>> BEGIN

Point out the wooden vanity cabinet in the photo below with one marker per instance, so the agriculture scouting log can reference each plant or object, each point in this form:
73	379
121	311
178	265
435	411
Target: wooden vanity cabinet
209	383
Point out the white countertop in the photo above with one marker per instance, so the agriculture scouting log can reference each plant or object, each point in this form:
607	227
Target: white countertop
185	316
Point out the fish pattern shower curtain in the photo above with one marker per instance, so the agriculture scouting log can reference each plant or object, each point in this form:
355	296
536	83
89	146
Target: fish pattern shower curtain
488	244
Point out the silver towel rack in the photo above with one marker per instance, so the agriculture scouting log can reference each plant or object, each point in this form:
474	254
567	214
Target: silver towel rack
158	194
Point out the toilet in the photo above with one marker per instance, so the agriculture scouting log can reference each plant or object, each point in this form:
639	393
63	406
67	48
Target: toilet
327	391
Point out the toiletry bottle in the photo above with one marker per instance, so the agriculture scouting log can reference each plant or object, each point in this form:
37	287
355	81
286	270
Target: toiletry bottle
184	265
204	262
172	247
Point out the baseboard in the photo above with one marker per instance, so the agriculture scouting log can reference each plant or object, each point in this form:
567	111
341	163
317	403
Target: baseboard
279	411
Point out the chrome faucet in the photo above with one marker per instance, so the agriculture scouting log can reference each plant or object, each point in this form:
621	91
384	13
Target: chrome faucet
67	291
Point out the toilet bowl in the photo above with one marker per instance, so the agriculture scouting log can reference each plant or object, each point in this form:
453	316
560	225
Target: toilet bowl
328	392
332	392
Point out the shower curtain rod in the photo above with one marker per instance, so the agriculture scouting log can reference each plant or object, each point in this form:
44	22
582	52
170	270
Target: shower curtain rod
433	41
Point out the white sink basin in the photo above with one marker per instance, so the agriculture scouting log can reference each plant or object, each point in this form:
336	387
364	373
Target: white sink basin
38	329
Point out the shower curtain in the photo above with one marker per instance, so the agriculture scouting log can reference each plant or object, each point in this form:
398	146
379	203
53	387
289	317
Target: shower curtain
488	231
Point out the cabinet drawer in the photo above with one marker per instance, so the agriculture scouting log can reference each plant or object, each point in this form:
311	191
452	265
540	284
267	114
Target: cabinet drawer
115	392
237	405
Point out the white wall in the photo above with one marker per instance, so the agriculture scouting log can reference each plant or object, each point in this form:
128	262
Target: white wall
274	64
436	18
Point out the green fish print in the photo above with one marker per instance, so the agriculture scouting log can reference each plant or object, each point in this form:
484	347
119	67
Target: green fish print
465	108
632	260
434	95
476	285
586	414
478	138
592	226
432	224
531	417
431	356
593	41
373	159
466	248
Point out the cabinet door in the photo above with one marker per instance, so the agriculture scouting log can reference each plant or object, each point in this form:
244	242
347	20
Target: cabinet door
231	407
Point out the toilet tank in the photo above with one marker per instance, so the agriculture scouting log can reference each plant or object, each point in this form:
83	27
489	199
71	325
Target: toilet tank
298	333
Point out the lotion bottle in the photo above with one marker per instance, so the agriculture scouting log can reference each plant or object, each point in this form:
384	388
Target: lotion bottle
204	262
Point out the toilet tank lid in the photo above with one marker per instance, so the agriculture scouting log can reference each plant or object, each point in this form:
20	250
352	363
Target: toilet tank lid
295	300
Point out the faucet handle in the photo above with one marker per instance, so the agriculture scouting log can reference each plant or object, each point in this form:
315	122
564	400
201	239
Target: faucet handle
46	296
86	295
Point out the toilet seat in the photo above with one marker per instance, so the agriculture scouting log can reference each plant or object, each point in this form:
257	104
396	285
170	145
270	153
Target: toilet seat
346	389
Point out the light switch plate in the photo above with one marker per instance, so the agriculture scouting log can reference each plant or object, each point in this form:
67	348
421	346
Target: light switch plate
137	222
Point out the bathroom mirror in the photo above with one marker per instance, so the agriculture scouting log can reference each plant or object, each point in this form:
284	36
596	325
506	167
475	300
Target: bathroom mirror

>> END
>> BEGIN

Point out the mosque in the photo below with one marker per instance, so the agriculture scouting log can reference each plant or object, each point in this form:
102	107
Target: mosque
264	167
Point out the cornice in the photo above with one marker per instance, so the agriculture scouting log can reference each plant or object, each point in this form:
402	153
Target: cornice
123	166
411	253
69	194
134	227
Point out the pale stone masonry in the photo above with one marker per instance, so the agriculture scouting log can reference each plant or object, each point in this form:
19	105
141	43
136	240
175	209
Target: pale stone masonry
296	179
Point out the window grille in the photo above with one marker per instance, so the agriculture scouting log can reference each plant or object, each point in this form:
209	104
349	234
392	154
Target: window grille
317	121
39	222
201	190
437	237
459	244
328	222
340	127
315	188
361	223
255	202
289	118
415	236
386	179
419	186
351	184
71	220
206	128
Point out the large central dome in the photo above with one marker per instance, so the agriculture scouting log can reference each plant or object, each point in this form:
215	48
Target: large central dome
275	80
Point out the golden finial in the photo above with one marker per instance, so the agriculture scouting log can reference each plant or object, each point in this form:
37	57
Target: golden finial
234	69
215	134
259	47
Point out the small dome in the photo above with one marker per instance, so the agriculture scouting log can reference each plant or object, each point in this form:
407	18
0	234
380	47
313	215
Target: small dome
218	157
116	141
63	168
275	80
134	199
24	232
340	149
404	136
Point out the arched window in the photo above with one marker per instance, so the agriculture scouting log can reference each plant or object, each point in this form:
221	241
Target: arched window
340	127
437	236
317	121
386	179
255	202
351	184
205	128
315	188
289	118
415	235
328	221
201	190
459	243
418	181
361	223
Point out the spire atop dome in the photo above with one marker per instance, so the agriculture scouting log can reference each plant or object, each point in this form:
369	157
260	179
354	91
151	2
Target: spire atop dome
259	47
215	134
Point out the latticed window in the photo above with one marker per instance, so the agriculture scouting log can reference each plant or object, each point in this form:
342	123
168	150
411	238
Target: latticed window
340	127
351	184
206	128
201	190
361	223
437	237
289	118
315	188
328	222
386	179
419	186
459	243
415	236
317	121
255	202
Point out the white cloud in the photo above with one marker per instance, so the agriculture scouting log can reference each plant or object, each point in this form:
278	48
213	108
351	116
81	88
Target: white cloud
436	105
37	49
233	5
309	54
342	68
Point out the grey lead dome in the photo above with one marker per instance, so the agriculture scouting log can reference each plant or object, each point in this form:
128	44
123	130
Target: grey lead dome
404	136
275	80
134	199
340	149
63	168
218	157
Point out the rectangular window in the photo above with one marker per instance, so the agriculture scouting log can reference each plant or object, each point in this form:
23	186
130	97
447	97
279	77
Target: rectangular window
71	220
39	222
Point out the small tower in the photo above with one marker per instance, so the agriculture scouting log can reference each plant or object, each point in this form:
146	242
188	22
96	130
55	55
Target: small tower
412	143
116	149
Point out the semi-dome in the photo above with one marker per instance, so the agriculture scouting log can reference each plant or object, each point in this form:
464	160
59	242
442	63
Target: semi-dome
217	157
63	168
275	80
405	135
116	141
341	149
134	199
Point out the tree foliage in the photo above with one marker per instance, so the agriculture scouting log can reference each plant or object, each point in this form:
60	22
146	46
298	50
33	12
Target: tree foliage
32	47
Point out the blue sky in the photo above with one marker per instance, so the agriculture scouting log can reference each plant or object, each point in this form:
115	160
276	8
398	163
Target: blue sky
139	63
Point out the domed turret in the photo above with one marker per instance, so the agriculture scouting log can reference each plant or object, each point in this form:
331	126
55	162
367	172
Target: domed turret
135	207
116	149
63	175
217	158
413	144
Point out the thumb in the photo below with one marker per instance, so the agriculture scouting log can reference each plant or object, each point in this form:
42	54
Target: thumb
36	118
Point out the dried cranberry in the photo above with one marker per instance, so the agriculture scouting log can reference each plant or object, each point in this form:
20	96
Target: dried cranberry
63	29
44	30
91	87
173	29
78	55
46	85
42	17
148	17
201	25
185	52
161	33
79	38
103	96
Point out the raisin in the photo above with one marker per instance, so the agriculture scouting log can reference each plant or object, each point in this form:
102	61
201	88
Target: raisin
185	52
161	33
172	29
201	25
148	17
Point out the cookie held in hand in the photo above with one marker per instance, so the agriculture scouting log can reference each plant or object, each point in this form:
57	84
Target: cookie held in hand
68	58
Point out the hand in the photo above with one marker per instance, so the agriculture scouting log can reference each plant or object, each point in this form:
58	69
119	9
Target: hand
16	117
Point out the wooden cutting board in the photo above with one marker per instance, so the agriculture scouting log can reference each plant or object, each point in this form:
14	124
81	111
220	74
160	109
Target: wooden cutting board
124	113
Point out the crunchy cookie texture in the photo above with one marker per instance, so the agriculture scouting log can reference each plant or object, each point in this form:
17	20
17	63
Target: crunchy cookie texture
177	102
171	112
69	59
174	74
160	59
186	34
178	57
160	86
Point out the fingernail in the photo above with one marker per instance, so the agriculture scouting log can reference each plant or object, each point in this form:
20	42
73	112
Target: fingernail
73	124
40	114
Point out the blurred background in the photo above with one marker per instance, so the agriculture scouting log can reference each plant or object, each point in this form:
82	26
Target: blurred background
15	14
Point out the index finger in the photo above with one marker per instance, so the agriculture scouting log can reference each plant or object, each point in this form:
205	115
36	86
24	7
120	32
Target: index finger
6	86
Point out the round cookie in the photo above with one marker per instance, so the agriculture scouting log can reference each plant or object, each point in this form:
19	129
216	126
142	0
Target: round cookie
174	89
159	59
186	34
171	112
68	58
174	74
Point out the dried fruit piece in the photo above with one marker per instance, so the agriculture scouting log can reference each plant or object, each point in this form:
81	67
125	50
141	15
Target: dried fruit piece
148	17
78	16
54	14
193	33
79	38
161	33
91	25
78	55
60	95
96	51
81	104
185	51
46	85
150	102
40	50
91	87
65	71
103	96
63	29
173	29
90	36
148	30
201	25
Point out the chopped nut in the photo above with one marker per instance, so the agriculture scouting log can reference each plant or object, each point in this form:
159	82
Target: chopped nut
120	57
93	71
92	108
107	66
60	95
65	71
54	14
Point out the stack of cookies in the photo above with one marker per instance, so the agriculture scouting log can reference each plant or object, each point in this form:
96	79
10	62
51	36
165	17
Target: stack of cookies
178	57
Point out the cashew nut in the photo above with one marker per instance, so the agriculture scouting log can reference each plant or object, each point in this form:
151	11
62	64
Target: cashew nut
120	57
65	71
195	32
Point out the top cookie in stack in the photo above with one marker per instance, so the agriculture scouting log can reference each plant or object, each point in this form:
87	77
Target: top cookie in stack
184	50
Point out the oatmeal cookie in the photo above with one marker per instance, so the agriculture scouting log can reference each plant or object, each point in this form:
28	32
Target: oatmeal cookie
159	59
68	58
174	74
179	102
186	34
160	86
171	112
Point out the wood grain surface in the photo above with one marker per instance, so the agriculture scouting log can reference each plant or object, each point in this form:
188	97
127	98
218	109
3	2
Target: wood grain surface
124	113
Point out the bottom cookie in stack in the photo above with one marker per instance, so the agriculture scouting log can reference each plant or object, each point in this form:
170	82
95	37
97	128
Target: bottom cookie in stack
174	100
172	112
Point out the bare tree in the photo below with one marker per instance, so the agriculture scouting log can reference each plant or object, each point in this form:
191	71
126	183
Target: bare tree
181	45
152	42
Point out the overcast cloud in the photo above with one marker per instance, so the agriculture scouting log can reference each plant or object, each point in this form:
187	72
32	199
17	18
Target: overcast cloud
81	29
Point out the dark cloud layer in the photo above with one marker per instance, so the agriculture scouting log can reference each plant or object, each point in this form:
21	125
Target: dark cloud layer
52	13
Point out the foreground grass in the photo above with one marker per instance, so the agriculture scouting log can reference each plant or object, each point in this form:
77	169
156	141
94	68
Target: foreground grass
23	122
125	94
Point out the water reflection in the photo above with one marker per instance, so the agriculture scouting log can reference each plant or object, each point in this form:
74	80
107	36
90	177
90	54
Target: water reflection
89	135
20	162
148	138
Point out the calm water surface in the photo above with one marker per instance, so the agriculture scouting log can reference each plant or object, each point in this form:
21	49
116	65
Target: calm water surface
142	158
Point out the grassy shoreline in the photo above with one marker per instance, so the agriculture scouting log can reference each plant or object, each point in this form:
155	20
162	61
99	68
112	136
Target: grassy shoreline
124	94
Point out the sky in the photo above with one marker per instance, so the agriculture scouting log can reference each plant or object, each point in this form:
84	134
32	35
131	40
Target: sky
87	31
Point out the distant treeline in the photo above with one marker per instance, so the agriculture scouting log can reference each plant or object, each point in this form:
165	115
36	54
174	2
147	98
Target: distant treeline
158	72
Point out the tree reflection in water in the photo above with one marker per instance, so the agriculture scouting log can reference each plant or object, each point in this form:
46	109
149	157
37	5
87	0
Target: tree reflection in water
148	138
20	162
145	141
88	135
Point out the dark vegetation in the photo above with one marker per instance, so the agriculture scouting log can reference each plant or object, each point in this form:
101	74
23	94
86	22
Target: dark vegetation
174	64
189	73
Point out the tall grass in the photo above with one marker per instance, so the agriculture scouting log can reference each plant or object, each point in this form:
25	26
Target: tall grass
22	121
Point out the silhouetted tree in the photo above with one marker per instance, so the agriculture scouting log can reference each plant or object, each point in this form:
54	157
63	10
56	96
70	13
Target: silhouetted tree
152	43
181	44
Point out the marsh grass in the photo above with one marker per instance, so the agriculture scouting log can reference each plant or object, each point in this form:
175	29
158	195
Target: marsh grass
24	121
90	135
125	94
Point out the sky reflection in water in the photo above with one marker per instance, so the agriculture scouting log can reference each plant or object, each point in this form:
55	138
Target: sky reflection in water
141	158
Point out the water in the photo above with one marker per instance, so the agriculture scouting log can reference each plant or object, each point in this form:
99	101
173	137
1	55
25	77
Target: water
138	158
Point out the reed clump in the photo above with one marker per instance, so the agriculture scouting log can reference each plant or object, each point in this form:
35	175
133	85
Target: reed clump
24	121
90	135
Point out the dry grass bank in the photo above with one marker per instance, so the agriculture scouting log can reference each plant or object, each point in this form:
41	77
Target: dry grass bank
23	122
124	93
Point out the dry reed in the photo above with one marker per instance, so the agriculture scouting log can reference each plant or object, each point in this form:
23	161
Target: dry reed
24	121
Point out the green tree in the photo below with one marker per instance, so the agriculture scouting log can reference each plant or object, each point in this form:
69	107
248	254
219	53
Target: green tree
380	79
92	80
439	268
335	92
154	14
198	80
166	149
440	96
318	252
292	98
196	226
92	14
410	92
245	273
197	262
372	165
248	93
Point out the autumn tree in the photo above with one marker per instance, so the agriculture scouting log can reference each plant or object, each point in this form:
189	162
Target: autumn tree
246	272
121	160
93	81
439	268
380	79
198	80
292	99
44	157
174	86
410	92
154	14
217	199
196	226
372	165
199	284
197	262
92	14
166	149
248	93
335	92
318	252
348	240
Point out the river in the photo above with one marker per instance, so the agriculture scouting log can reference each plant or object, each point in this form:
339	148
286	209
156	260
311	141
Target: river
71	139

>> END
>> BEGIN

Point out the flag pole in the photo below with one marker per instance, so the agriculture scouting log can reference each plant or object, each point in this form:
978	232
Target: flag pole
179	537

>> END

* What the exercise asks *
Reproduce only the lines between the ones holding "Point out the faucet" and "Target: bathroom mirror", inclusive, switching "toilet seat" to "commode seat" and leaving everything else unchanged.

* The reply *
Point out the faucet handle in the photo above with one marker per instance, so the agriculture scouting log can reference each plant or object, each point in this form:
315	122
564	400
201	239
Target: faucet handle
46	296
86	295
Point out the commode seat in the photo above with one marker per instance, so the agriculture scouting log can reference each plant or object, each point in this form:
257	104
396	285
170	145
270	153
Target: commode seat
346	389
Point out the light switch plate in the photo above with one marker per instance, so the agriculture scouting log can reference each plant or object, each point in this form:
67	348
421	346
Target: light switch plate
137	222
Point out the bathroom mirror in the photo above with one marker per instance, so the agriculture scouting log can reference each plant or object, each point in this form:
284	36
596	325
506	167
475	300
Target: bathroom mirror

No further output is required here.